-------- DATA ENTRIES
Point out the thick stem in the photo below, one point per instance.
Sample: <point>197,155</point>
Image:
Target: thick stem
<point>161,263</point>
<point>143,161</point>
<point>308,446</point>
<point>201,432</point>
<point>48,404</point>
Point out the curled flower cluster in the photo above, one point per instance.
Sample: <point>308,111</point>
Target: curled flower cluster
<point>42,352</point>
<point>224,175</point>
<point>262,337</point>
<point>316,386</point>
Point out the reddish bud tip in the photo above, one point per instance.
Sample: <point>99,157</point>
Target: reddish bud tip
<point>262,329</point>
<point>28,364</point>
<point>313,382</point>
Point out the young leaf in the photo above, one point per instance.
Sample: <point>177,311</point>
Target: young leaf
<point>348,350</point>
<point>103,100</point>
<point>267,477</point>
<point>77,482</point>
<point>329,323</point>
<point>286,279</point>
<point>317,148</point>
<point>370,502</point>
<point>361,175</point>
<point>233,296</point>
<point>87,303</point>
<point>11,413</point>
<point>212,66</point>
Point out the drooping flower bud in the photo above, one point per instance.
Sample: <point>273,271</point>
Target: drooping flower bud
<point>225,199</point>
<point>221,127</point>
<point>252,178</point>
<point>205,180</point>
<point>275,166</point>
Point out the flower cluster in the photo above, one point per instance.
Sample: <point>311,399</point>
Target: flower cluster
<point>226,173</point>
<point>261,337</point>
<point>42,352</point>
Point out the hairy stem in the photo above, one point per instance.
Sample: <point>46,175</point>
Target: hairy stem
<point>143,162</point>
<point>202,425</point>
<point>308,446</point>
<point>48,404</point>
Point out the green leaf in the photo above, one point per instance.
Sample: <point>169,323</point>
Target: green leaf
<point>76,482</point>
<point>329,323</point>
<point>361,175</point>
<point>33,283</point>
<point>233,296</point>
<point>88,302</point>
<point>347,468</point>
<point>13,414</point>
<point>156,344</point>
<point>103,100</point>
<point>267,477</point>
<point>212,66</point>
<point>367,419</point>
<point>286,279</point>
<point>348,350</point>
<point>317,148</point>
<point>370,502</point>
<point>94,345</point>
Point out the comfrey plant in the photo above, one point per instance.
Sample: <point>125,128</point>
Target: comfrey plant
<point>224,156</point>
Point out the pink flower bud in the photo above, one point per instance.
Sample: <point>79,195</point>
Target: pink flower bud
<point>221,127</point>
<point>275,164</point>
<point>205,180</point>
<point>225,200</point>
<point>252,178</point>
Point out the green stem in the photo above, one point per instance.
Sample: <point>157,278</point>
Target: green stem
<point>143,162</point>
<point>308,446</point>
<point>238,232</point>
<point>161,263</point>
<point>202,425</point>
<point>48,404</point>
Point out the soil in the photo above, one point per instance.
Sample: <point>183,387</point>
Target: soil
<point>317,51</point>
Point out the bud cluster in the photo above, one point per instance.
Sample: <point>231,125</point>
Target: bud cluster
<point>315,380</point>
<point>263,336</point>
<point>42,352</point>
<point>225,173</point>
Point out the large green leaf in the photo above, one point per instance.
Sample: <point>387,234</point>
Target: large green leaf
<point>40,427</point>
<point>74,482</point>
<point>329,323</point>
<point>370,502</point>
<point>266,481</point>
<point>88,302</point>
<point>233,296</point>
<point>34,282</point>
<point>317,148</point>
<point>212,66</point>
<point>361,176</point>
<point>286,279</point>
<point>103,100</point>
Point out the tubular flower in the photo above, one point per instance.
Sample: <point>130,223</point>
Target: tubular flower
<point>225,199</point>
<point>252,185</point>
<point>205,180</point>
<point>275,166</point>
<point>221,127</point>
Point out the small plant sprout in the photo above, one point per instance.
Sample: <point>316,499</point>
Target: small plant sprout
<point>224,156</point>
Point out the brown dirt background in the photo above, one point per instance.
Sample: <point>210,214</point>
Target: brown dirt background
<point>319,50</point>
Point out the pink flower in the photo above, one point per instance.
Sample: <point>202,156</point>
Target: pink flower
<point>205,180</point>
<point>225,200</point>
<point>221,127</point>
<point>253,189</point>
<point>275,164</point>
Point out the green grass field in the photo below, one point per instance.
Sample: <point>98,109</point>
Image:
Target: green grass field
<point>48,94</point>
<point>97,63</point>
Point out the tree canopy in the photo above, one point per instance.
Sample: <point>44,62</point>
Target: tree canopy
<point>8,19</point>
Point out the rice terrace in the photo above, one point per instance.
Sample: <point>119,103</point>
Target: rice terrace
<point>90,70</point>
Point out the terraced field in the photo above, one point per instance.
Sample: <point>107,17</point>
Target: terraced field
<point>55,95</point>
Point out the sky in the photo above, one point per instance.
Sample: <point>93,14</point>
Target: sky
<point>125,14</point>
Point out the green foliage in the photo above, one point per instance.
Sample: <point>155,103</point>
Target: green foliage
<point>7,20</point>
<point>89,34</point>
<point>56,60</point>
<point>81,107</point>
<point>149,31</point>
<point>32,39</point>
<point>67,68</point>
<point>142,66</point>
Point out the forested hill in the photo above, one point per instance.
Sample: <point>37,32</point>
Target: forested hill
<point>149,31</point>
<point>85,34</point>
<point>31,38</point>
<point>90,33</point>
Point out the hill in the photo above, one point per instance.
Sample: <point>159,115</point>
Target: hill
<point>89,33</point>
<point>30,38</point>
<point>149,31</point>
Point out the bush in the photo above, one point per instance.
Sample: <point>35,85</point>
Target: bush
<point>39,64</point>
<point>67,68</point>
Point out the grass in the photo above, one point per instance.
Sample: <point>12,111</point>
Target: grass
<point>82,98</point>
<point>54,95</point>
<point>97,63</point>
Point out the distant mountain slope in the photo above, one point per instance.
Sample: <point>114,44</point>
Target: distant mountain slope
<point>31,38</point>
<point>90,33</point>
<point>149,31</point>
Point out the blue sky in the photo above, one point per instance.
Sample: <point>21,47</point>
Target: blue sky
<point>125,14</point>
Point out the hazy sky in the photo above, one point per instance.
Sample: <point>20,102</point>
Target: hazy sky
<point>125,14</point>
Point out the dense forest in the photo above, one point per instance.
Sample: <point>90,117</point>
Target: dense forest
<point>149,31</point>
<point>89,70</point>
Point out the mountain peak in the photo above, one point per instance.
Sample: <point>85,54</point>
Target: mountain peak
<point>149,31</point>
----------------
* _WORK TO BE COMPLETED_
Render every line of the listing above as a numbered list, one entry per line, with blank lines dropped.

* _WRITTEN REPLY_
1. Point out the thick stem in the photo below, one point per instance.
2. Sample: <point>197,155</point>
3. Image:
4. Target: thick stem
5. <point>161,263</point>
6. <point>143,161</point>
7. <point>308,446</point>
8. <point>201,432</point>
9. <point>48,404</point>
10. Point out the curled flower cluster in the photo above, one point per instance.
11. Sample: <point>308,111</point>
12. Target: curled flower cluster
13. <point>42,352</point>
14. <point>224,175</point>
15. <point>262,337</point>
16. <point>316,386</point>
17. Point out the reddish bud tip in the photo above, one point per instance.
18. Sample: <point>99,157</point>
19. Target: reddish bud tip
20. <point>262,329</point>
21. <point>28,364</point>
22. <point>313,382</point>
23. Point out the young leaf in the photo above, one point per instance.
24. Sample: <point>177,311</point>
25. Target: young leaf
26. <point>348,350</point>
27. <point>103,100</point>
28. <point>267,477</point>
29. <point>77,482</point>
30. <point>329,323</point>
31. <point>286,279</point>
32. <point>317,148</point>
33. <point>370,502</point>
34. <point>361,175</point>
35. <point>233,296</point>
36. <point>87,303</point>
37. <point>11,413</point>
38. <point>212,66</point>
39. Point out the drooping flower bud in the photo above, one point per instance.
40. Sample: <point>273,271</point>
41. Target: drooping flower bud
42. <point>225,199</point>
43. <point>221,127</point>
44. <point>252,178</point>
45. <point>205,180</point>
46. <point>275,166</point>
47. Point out the flower cluster in the photo above, one point per instance.
48. Sample: <point>311,399</point>
49. Target: flower cluster
50. <point>226,173</point>
51. <point>261,337</point>
52. <point>42,352</point>
53. Point out the hairy stem in the photo above, one point per instance.
54. Sample: <point>46,175</point>
55. Target: hairy stem
56. <point>143,162</point>
57. <point>202,425</point>
58. <point>308,446</point>
59. <point>48,404</point>
60. Point out the green leaf in the photo above, one point per instance.
61. Sample: <point>169,323</point>
62. Target: green leaf
63. <point>76,482</point>
64. <point>329,323</point>
65. <point>361,175</point>
66. <point>33,283</point>
67. <point>233,296</point>
68. <point>88,302</point>
69. <point>347,468</point>
70. <point>13,414</point>
71. <point>156,344</point>
72. <point>103,100</point>
73. <point>267,477</point>
74. <point>212,66</point>
75. <point>367,419</point>
76. <point>286,279</point>
77. <point>348,350</point>
78. <point>317,148</point>
79. <point>370,502</point>
80. <point>94,345</point>
81. Point out the comfrey plant in the photo above, one point per instance.
82. Sample: <point>125,128</point>
83. Target: comfrey plant
84. <point>224,156</point>
85. Point out the pink flower bud in the photo above, one point per instance.
86. Sample: <point>79,195</point>
87. Target: pink flower bud
88. <point>221,127</point>
89. <point>275,164</point>
90. <point>205,180</point>
91. <point>225,200</point>
92. <point>252,178</point>
93. Point out the green stem in the photo above, one point per instance.
94. Sample: <point>157,278</point>
95. Target: green stem
96. <point>143,162</point>
97. <point>308,446</point>
98. <point>238,232</point>
99. <point>161,263</point>
100. <point>202,425</point>
101. <point>48,404</point>
102. Point out the soil in the photo above, one point per instance.
103. Sample: <point>183,387</point>
104. Target: soil
105. <point>317,51</point>
106. Point out the bud cluster in the photo above, one point per instance.
107. Sample: <point>231,125</point>
108. Target: bud cluster
109. <point>315,380</point>
110. <point>263,336</point>
111. <point>42,352</point>
112. <point>225,173</point>
113. Point out the large green leaf in the photo above, one point per instance.
114. Sample: <point>387,234</point>
115. Target: large green leaf
116. <point>40,427</point>
117. <point>74,482</point>
118. <point>329,323</point>
119. <point>370,502</point>
120. <point>266,481</point>
121. <point>88,302</point>
122. <point>233,296</point>
123. <point>34,282</point>
124. <point>317,148</point>
125. <point>212,66</point>
126. <point>361,176</point>
127. <point>286,279</point>
128. <point>103,100</point>
129. Point out the tubular flower in the photo above, one point per instance.
130. Sample: <point>130,223</point>
131. Target: tubular flower
132. <point>225,199</point>
133. <point>252,185</point>
134. <point>205,180</point>
135. <point>275,166</point>
136. <point>221,127</point>
137. Point out the small plant sprout in the photo above, one point per instance.
138. Sample: <point>316,499</point>
139. Target: small plant sprout
140. <point>224,156</point>
141. Point out the brown dirt background in the photo above, one point per instance.
142. Sample: <point>210,214</point>
143. Target: brown dirt background
144. <point>319,50</point>
145. Point out the pink flower in the photo above, one point per instance.
146. Sample: <point>202,156</point>
147. Target: pink flower
148. <point>205,180</point>
149. <point>225,200</point>
150. <point>221,127</point>
151. <point>253,189</point>
152. <point>275,164</point>
153. Point out the green grass field in the photo below, one point per instance.
154. Sample: <point>98,109</point>
155. Image:
156. Target: green grass field
157. <point>48,94</point>
158. <point>97,63</point>
159. Point out the tree canopy in the photo above, one point per instance.
160. Sample: <point>44,62</point>
161. Target: tree canopy
162. <point>8,19</point>
163. Point out the rice terrace in the photo above, one point per instance.
164. Sample: <point>119,103</point>
165. Target: rice terrace
166. <point>90,70</point>
167. Point out the terraced field in the photo above, one point per instance.
168. Sample: <point>107,17</point>
169. Target: terraced field
170. <point>55,95</point>
171. Point out the sky in the photo above, one point per instance.
172. Sample: <point>93,14</point>
173. Target: sky
174. <point>125,14</point>
175. Point out the green foliage in the photo above, one point per instance.
176. Sample: <point>155,103</point>
177. Target: green foliage
178. <point>7,20</point>
179. <point>89,34</point>
180. <point>56,60</point>
181. <point>81,107</point>
182. <point>149,31</point>
183. <point>32,39</point>
184. <point>67,68</point>
185. <point>142,66</point>
186. Point out the forested hill in the photo above, one point per instance.
187. Sample: <point>37,32</point>
188. Target: forested hill
189. <point>149,31</point>
190. <point>85,34</point>
191. <point>31,38</point>
192. <point>90,33</point>
193. Point out the hill in the photo above, one point per instance.
194. Sample: <point>159,115</point>
195. Target: hill
196. <point>89,33</point>
197. <point>30,38</point>
198. <point>149,31</point>
199. Point out the bush in the photo above, one point per instance.
200. Sample: <point>35,85</point>
201. Target: bush
202. <point>39,64</point>
203. <point>67,68</point>
204. Point out the grass in the photo above, one point per instance.
205. Sample: <point>12,111</point>
206. Target: grass
207. <point>82,98</point>
208. <point>54,95</point>
209. <point>97,63</point>
210. Point out the distant mountain slope in the photo above, one point per instance.
211. Sample: <point>114,44</point>
212. Target: distant mountain slope
213. <point>31,38</point>
214. <point>90,33</point>
215. <point>149,31</point>
216. Point out the blue sky in the photo above, one point per instance.
217. Sample: <point>21,47</point>
218. Target: blue sky
219. <point>125,14</point>
220. Point out the hazy sky in the photo above, one point per instance.
221. Sample: <point>20,102</point>
222. Target: hazy sky
223. <point>125,14</point>
224. Point out the dense forest in the photo above, one point per instance.
225. Sample: <point>90,117</point>
226. Target: dense forest
227. <point>149,31</point>
228. <point>89,70</point>
229. Point out the mountain peak in the photo above, one point per instance.
230. Sample: <point>85,54</point>
231. Target: mountain peak
232. <point>149,31</point>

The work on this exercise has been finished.